__Task instructions__
Return each of the following lines verbatim, with no changes.

__Working data__
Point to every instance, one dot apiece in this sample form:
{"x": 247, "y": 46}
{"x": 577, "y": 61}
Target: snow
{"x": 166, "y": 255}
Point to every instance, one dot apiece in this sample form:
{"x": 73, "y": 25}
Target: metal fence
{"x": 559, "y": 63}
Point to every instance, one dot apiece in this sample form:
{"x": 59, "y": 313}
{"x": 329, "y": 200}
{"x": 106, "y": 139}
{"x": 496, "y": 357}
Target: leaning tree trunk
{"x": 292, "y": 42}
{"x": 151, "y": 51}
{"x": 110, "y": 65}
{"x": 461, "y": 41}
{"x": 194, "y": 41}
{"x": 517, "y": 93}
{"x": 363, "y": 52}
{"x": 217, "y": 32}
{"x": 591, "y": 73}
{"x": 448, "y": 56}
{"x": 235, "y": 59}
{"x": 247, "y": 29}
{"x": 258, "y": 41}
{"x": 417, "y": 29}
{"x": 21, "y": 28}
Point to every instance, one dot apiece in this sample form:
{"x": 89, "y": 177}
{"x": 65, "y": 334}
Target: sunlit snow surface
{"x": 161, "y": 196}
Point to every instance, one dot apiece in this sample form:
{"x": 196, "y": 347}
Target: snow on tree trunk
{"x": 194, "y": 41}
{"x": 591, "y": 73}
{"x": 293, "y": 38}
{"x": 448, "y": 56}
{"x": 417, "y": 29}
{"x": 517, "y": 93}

__Answer to this exercise__
Point to every instance, one dot apiece in this sample form:
{"x": 247, "y": 46}
{"x": 577, "y": 61}
Target: snow
{"x": 166, "y": 255}
Point to every instance, one dot apiece in this sample form:
{"x": 73, "y": 25}
Target: metal fence
{"x": 559, "y": 63}
Point to every instance, one dot apiece in this sample form:
{"x": 59, "y": 313}
{"x": 329, "y": 200}
{"x": 106, "y": 139}
{"x": 496, "y": 357}
Target: leaning tree trunk
{"x": 292, "y": 42}
{"x": 151, "y": 51}
{"x": 110, "y": 65}
{"x": 461, "y": 41}
{"x": 194, "y": 41}
{"x": 517, "y": 93}
{"x": 363, "y": 52}
{"x": 217, "y": 32}
{"x": 591, "y": 73}
{"x": 448, "y": 56}
{"x": 235, "y": 59}
{"x": 247, "y": 29}
{"x": 258, "y": 41}
{"x": 417, "y": 29}
{"x": 21, "y": 28}
Point to every instance, one dot apiece in this sample form:
{"x": 89, "y": 177}
{"x": 65, "y": 334}
Target: sunlit snow surface
{"x": 161, "y": 196}
Point to every instance, one dot apiece in this sample form:
{"x": 196, "y": 347}
Target: snow on tree trunk
{"x": 194, "y": 41}
{"x": 591, "y": 73}
{"x": 293, "y": 38}
{"x": 448, "y": 56}
{"x": 417, "y": 29}
{"x": 517, "y": 93}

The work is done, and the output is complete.